**What is asked:**
Can you copy the listing below line for line, with no changes at all?

--- Start ---

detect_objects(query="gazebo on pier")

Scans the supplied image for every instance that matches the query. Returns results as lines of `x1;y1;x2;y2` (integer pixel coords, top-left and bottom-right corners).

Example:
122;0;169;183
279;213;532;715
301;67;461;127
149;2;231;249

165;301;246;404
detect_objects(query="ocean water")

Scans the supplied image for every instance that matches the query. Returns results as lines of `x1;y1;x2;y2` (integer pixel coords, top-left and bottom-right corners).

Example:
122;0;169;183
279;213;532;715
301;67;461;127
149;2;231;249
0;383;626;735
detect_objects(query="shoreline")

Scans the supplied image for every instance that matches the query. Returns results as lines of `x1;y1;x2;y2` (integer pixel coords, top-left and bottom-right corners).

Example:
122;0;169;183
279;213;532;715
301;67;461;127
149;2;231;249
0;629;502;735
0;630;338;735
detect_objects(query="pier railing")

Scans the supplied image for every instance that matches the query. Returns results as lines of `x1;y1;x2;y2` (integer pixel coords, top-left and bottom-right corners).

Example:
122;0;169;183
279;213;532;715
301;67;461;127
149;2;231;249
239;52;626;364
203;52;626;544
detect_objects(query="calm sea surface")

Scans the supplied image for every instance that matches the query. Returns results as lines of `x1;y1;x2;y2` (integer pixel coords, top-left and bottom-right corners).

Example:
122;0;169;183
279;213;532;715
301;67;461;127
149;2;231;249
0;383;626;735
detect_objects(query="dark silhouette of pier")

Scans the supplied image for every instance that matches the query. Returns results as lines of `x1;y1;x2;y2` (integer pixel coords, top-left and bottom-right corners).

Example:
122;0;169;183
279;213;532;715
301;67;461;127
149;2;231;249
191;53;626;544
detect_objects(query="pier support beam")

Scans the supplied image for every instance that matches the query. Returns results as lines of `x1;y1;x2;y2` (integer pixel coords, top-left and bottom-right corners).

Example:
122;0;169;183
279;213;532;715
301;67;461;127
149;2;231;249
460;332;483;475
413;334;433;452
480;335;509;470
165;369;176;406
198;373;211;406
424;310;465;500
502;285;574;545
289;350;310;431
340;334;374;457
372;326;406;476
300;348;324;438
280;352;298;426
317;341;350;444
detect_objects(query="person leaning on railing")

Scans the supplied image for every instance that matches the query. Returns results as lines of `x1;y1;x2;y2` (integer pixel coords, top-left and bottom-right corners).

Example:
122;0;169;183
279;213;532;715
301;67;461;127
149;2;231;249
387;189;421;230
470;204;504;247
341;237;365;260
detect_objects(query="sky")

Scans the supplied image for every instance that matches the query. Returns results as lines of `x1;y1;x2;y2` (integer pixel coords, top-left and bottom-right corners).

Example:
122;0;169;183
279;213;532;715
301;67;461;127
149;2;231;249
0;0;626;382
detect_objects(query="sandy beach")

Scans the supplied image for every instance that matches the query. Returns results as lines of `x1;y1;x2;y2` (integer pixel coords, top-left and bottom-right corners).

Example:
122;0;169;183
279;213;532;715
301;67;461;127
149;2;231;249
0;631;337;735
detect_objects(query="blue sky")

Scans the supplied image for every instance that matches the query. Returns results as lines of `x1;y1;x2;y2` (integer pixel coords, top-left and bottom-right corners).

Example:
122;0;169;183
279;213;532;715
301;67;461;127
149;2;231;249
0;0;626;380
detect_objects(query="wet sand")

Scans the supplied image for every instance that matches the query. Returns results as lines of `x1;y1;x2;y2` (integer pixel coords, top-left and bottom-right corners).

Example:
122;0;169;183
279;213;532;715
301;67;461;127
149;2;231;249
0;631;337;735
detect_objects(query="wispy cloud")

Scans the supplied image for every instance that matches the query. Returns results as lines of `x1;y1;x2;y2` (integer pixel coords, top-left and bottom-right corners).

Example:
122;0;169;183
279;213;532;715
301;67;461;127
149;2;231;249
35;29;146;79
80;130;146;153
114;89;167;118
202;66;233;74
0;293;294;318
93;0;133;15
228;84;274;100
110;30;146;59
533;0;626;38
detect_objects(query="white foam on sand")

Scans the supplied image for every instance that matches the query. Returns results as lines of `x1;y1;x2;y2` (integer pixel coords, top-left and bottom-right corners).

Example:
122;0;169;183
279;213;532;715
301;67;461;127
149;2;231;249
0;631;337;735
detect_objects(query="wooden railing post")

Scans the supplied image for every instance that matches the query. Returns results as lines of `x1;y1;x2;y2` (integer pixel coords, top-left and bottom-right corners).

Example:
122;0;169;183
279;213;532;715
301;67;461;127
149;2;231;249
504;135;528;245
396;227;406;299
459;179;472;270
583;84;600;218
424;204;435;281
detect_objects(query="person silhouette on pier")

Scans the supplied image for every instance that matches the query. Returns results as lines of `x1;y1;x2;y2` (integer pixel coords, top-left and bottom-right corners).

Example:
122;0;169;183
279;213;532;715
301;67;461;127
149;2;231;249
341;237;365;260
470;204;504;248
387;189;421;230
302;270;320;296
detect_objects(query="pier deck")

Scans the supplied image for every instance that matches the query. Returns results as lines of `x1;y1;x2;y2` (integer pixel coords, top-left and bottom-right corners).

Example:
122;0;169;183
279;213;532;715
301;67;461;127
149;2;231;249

--- End ---

**Answer to this exercise:**
detect_objects(query="gazebo on pier")

Scans the supplied image for every instance that matches the query. Returns results as lines of `x1;y1;x2;y2` (integer pixel coords, top-left and bottom-right corners).

Example:
122;0;169;183
279;213;532;715
301;67;461;127
149;2;231;249

165;301;246;404
detect_objects(query="ocean water")

Scans the supplied image for every instance that matches the query. Returns results as lines of `x1;y1;x2;y2` (integer pixel coords, top-left and bottom-right corners).

Example:
122;0;169;183
279;213;532;715
301;67;461;127
149;2;231;249
0;383;626;735
detect_objects(query="shoreline")

Scans the supplied image for every instance that matches the query. Returns results as lines of `x1;y1;x2;y2` (integer pixel coords, top-left and bottom-right corners).

Example:
122;0;169;183
279;213;532;715
301;67;461;127
149;2;231;249
0;629;502;735
0;630;338;735
detect_objects(query="pier railing")

Scans the supplied image for every instance that matches the query. Returns results as lines of `x1;y1;x2;y2` (integer pixel coords, top-left and bottom-right corners).

Example:
122;0;169;183
279;213;532;715
301;67;461;127
149;2;231;249
239;52;626;364
203;52;626;544
detect_objects(query="calm sea surface")

Scans the supplied image for every instance that matches the query. Returns results as lines of `x1;y1;x2;y2` (integer pixel coords, top-left and bottom-right corners).

Example:
122;0;169;183
279;213;532;715
301;67;461;127
149;2;231;249
0;383;626;735
detect_objects(query="dark silhouette of pier")

Scans the supplied image for every instance that matches the query. Returns results as lines of `x1;y1;x2;y2` (integer pixel coords, top-left and bottom-right corners).

Example:
122;0;169;183
279;213;532;715
301;67;461;127
149;2;231;249
191;53;626;544
detect_objects(query="pier support beam")

Scans the supplied image for every instance that matches the query. Returns results as lines of `x1;y1;x2;y2` (integer pixel coords, top-left and bottom-right corners).

Example:
122;0;169;183
279;213;532;715
301;67;461;127
149;2;231;249
460;332;483;475
413;334;433;452
480;335;509;470
165;369;176;406
198;373;211;406
424;310;465;500
502;285;574;545
289;350;310;431
340;334;374;457
372;326;406;476
300;348;324;438
280;352;298;426
317;341;350;444
detect_objects(query="person leaning on railing")

Scans the supplied image for every instance that matches the query. Returns results as lines of `x1;y1;x2;y2` (integer pixel coords, top-left and bottom-right corners).

Example:
122;0;169;183
279;213;532;715
301;67;461;127
149;2;231;249
387;189;421;230
470;204;504;247
341;237;365;260
detect_objects(query="sky")

Scans the supplied image for every instance that matches the query. Returns results as lines of `x1;y1;x2;y2` (integer pixel coords, top-left and bottom-right corners).

Example:
122;0;169;183
279;213;532;715
301;67;461;127
149;2;231;249
0;0;626;382
detect_objects(query="sandy beach")

Scans the supplied image for every instance that matches the query. Returns results as lines of `x1;y1;x2;y2` (integer pixel coords, top-left and bottom-right corners).

Example:
122;0;169;183
279;213;532;715
301;67;461;127
149;2;231;249
0;631;337;735
detect_objects(query="blue sky")

Scans the supplied image for every instance that matches the query. Returns results as lines of `x1;y1;x2;y2` (integer pixel coords, top-left and bottom-right corners).

Example:
122;0;169;183
279;213;532;715
301;67;461;127
149;2;231;249
0;0;626;380
detect_objects(query="wet sand")

Scans the supplied image for every instance that matches the query. Returns results as lines of `x1;y1;x2;y2` (integer pixel coords, top-left and bottom-right corners).

Example:
122;0;169;183
279;213;532;715
301;67;461;127
149;2;231;249
0;631;337;735
detect_objects(query="wispy cloud")

Scans the supplied image for every instance that matches the query. Returns results as lines of `x1;y1;x2;y2` (integer pixel coords, top-left and bottom-right corners).

Example:
122;0;169;183
279;213;532;715
301;67;461;127
149;2;231;249
35;29;146;79
80;130;146;153
114;89;167;118
202;66;233;74
0;293;294;318
93;0;133;15
228;84;274;100
110;30;146;59
533;0;626;38
detect_objects(query="white foam on sand")

Scans the supplied image for every instance that matches the query. Returns results as lines of `x1;y1;x2;y2` (integer pixel coords, top-left and bottom-right corners).

Example:
122;0;169;183
279;213;532;715
301;67;461;127
149;2;231;249
0;631;337;735
detect_objects(query="wooden railing post")

Scans the supplied image for every instance that matches the query. Returns results as lines of `x1;y1;x2;y2` (integer pixel coords, top-left and bottom-right corners).

Example:
122;0;169;183
279;213;532;715
301;67;461;127
149;2;231;249
504;135;528;245
396;227;406;299
459;179;472;270
583;84;600;218
424;204;435;281
detect_objects(query="person silhouette on pier")

Scans the supplied image for every instance that matches the query. Returns results as lines of `x1;y1;x2;y2` (integer pixel coords, top-left and bottom-right corners).

Example:
122;0;169;183
279;213;532;715
301;67;461;127
149;2;231;249
341;237;365;260
470;204;504;248
387;189;421;230
302;270;320;296
detect_objects(query="pier deck")

Scans the supplied image for every instance that matches the query. Returns results as lines of `x1;y1;x2;y2` (integer pixel coords, top-left and bottom-right corners).

Example:
122;0;169;183
279;213;532;715
301;67;461;127
149;2;231;249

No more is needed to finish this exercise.